• _To-do list_
A) Transcribe the passage of the Apollo 11 VR article below, starting at "Virtual Reality (VR)" and ending at "parks and museums.".
B) List every abbreviation that the Apollo 11 VR article below spells out in full, giving each with its full form.
C) According to the Apollo 11 VR article below, when did Crabtree begin working with Flight Avionics of North America to develop the VR attraction?

• _Passage shown_
* begin *

“Our ultimate goal was to make sure that we had both the VR
attraction and the new movie up and running during the anniversary week"
Virtual Reality (VR) has been steadily increasing in popularity and access over the past several years. Numerous technology suppliers are constantly offering new and exciting ways to experience VR, especially in commercial venues such as theme parks and museums.
The Foundation Museum Support Company (FMSC), a division of the Naval Aviation Museum Foundation, which operates revenue-generating attractions at the National Naval Aviation Museum, is always exploring new attractions technologies. FMSC management attends the IAAPA (International Association of Amusement Parks and Attractions) Expo every fall in Orlando, Florida, to explore these emerging technologies firsthand. Since 2015, FMSC has been carefully navigating the potentially tricky introduction of the VR world into the museum.
“Simply setting up a set of chairs where museum visitors can experience VR in the museum has never been the right concept for us," says Phillip Crabtree, General Manager of FMSC. “I wanted to bring VR into the museum that not only provided an amazing experience for the visitor actually wearing the VR headset, but also for the visitors observing those wearing the headsets. That’s where the idea for this new Apollo 11 VR Experience was born.”
The attraction was scheduled to open in spring of 2019, several weeks before the premier of the giant screen film Apollo 11: First Steps Edition. “Our ultimate goal was to make sure that we had both the VR attraction and the new movie up and running during the anniversary week and especially Saturday, July 20, the day that marked 50 years from landing and walking on the moon,” Crabtree explains. “These elements were part of an even bigger scope of celebration that the museum planned around the 50th anniversary.”
Crabtree began working with Flight Avionics of North America (FANA) in late 2017 to develop a VR attraction for the museum that would be unique. FANA, based in Sanford, Florida, has been an attraction partner with the museum foundation for over 20 years. They built and continue to maintain the popular motion-based simulator (MBS), painted in Blue Angels Fat Albert colors and located upstairs near the MaxFlight simulators. "FANA approached me with the idea of an Apollo 11 VR experience that would give visitors a chance to relive the 1969 moon landing mission through VR headsets and through motion provided via a pneumatically actuated bench of seats," says Crabtree. “I was sold on the Apollo 11 aspect immediately, knowing that the 50th anniversary was approaching in 2019. However, I wasn’t sold on just having a few benches of seats placed somewhere in the museum along with some signage and pretty paint. Our world-class museum deserved something better, something special, and something we could honor the amazing achievement America made by getting astronauts on the moon by the end of the 60’s, as President Kennedy had challenged.”

* end *

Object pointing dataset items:

* begin *

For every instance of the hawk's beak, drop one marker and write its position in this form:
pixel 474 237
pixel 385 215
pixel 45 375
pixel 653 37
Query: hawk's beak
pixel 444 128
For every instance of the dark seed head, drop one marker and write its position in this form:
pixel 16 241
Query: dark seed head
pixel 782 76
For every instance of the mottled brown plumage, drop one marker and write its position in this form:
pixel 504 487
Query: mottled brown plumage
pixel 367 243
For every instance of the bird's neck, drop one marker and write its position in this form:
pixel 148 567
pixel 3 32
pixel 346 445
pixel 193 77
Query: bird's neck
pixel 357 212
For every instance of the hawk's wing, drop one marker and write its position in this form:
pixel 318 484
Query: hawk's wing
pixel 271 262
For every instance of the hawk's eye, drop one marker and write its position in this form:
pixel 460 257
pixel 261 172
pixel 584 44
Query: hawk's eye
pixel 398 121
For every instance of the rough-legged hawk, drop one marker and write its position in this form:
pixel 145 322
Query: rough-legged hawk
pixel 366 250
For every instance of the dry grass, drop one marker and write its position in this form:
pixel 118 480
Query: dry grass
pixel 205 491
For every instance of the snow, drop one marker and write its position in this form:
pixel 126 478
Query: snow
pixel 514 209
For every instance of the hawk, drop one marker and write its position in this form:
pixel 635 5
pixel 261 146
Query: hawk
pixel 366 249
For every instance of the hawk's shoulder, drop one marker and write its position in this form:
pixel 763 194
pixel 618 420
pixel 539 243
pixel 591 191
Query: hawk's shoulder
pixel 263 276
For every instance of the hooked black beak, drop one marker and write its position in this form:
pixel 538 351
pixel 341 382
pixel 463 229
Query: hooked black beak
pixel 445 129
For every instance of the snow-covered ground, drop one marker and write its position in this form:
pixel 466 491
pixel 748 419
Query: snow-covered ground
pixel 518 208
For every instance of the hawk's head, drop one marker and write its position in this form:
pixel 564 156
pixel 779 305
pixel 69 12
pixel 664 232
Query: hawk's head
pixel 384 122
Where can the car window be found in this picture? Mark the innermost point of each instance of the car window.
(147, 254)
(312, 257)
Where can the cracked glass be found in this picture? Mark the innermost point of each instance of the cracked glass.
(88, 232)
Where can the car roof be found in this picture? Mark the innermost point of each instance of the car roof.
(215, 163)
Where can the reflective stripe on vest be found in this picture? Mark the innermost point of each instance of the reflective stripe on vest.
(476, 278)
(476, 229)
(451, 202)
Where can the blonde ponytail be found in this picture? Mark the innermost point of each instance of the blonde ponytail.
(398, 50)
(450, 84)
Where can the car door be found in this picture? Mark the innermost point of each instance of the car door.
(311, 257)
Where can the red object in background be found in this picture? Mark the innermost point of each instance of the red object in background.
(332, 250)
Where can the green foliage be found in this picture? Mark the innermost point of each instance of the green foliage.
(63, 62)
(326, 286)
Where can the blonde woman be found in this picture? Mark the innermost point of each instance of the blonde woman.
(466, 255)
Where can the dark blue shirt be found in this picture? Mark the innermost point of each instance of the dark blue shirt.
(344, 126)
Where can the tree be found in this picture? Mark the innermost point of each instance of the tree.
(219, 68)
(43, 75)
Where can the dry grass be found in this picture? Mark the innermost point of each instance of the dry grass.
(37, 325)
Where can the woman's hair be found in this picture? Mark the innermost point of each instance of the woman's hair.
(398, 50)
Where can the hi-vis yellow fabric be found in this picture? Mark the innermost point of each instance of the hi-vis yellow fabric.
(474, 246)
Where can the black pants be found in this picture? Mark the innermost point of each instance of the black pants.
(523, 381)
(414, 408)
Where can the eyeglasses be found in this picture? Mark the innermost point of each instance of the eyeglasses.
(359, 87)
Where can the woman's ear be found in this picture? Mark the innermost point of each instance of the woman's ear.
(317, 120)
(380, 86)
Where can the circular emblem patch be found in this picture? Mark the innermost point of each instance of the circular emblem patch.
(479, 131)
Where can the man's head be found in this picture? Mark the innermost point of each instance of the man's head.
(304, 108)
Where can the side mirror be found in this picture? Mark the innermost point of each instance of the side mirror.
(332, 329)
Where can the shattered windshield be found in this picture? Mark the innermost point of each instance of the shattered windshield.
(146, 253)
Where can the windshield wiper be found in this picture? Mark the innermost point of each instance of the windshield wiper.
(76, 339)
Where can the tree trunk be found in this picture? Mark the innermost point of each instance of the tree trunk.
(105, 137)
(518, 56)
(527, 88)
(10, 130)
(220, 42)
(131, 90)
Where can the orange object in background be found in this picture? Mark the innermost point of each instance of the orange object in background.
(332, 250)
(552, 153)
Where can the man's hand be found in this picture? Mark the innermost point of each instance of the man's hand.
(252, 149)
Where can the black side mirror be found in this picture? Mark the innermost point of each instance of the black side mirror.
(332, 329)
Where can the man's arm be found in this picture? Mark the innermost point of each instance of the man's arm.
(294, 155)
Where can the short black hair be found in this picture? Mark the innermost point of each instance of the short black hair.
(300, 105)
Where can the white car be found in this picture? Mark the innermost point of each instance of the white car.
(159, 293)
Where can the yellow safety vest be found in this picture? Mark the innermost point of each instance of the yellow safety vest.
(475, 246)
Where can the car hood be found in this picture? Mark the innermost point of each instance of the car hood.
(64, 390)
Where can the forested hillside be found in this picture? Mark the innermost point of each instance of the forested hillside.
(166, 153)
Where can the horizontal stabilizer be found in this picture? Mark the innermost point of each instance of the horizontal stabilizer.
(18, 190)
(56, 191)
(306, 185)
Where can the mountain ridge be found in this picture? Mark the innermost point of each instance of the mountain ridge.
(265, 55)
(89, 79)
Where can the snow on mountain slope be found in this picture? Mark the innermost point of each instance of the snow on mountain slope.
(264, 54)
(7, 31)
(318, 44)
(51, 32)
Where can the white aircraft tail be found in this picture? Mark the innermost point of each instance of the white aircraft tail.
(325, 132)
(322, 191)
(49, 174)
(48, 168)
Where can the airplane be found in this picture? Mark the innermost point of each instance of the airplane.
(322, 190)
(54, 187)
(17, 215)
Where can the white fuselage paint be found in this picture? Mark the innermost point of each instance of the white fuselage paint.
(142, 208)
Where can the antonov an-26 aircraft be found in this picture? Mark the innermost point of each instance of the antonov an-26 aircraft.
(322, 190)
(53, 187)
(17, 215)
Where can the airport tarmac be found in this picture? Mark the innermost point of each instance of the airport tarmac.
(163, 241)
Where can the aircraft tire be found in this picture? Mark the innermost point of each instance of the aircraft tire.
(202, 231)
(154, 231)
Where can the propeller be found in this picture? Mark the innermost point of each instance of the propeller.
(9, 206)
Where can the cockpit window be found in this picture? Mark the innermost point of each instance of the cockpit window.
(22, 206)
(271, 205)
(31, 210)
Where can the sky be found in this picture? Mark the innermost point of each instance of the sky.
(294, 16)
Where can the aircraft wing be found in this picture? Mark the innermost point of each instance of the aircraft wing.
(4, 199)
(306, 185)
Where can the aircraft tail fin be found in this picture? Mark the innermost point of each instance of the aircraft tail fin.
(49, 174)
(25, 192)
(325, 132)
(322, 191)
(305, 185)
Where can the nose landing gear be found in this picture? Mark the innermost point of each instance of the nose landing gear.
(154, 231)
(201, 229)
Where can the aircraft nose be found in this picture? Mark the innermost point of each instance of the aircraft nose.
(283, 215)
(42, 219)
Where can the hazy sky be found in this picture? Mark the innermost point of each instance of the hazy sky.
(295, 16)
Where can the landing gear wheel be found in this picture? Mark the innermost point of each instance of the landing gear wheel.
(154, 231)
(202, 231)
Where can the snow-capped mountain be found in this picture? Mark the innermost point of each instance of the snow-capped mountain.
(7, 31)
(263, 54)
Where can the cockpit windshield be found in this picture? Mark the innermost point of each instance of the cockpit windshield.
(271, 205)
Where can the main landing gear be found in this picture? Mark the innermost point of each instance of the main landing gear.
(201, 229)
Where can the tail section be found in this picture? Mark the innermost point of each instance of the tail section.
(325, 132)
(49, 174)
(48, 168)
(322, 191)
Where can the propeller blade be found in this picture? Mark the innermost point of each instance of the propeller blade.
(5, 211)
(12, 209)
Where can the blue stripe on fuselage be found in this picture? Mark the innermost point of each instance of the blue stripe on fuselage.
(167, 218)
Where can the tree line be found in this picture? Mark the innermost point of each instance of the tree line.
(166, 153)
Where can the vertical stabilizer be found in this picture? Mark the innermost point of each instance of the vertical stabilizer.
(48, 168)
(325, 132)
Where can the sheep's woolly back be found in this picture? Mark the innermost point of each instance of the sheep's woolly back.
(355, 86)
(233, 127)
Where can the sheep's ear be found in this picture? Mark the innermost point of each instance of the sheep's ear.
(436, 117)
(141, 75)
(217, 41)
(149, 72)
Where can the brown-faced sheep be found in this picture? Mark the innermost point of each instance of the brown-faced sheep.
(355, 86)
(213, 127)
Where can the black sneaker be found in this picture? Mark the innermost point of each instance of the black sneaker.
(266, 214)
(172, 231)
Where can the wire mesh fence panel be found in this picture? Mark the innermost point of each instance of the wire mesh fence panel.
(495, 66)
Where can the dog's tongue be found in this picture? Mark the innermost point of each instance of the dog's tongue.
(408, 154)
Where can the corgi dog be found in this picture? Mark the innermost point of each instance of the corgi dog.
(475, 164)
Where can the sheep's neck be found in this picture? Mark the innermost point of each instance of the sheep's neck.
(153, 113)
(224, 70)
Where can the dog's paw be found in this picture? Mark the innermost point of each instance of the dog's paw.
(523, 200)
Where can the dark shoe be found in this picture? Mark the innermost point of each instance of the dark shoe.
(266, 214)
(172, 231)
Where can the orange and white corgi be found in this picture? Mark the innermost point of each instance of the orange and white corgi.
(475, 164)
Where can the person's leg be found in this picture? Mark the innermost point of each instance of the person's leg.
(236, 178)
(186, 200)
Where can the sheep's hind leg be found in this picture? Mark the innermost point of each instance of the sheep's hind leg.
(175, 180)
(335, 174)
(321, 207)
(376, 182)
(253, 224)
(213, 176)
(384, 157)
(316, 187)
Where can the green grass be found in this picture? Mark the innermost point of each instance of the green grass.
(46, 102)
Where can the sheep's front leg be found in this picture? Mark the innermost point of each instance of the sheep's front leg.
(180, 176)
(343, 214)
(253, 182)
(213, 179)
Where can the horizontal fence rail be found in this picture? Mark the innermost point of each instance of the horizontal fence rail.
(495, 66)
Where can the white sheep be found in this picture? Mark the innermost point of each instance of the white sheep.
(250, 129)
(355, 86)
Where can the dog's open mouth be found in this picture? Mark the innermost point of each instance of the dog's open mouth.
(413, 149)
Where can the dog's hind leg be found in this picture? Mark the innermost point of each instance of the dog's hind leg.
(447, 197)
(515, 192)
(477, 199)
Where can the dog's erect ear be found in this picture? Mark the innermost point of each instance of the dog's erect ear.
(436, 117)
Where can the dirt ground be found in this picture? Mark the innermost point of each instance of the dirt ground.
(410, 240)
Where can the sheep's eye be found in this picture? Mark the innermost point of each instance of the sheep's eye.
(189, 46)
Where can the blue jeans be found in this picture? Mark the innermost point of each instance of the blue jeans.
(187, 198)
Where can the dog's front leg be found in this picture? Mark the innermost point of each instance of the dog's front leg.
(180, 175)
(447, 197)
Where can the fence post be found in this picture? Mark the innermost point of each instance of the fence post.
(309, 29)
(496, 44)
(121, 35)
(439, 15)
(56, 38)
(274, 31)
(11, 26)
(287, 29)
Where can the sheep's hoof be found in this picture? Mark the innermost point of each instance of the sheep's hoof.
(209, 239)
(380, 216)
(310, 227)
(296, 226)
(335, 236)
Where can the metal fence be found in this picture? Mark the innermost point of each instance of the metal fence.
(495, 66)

* end *

• _Exercise results_
A)
Virtual Reality (VR) has been steadily increasing in popularity and access over the past several years. Numerous technology suppliers are constantly offering new and exciting ways to experience VR, especially in commercial venues such as theme parks and museums.

B)
VR: Virtual Reality
FMSC: Foundation Museum Support Company
IAAPA: International Association of Amusement Parks and Attractions
FANA: Flight Avionics of North America
MBS: motion-based simulator

C) In late 2017.